### Given task
Rewrite the rows from the line containing "Review step: verify that every instance of the leafy" through the last line of the rows below, replacing "instance" with "occurrence" and leaving everything else unchanged.

>> start The input

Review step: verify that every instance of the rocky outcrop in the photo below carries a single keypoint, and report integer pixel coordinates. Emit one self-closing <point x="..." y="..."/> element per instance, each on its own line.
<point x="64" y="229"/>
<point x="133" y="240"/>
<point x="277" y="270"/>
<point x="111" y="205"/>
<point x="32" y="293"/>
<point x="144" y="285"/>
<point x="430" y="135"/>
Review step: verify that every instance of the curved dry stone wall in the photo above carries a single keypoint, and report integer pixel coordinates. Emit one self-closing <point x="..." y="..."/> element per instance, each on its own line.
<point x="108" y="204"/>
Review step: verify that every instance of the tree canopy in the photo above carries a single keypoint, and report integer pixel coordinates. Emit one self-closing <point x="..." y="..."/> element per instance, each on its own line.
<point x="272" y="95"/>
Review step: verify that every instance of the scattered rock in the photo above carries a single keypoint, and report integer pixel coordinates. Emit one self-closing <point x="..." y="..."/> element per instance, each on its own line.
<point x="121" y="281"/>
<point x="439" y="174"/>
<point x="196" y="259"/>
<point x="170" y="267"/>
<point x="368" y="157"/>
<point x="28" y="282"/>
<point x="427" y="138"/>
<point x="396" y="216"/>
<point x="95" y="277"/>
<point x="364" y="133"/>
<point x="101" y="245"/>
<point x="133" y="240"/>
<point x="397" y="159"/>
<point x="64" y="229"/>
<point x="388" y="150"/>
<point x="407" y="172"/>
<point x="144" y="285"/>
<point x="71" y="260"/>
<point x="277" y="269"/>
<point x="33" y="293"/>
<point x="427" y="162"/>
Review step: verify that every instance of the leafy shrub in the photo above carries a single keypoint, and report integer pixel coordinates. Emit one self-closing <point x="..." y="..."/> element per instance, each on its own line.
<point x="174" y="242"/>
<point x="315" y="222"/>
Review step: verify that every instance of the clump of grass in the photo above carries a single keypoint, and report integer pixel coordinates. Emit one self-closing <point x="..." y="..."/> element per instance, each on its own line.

>> end The input

### Result below
Review step: verify that every occurrence of the leafy shrub in the photo above carries a single keypoint, and report integer pixel coordinates. Emit one self-closing <point x="..." y="..."/> element per occurrence, each on its own line.
<point x="174" y="242"/>
<point x="315" y="222"/>
Review step: verify that every occurrence of the clump of grass in the photo above carries a single keypoint, and report integer pixel coordinates. Emit one self-closing <point x="..." y="..."/> element per occurrence, each on its own line.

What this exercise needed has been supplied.